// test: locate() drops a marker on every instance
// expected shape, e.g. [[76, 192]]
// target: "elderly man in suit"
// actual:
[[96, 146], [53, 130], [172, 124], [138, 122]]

WHAT THE EXERCISE ASKS: Return the material in full, exactly as shown.

SOLUTION TO THE EXERCISE:
// test: locate() drops a marker on every instance
// expected shape, e.g. [[76, 192]]
// target: "elderly man in suit"
// actual:
[[96, 146], [53, 130], [172, 124], [138, 122]]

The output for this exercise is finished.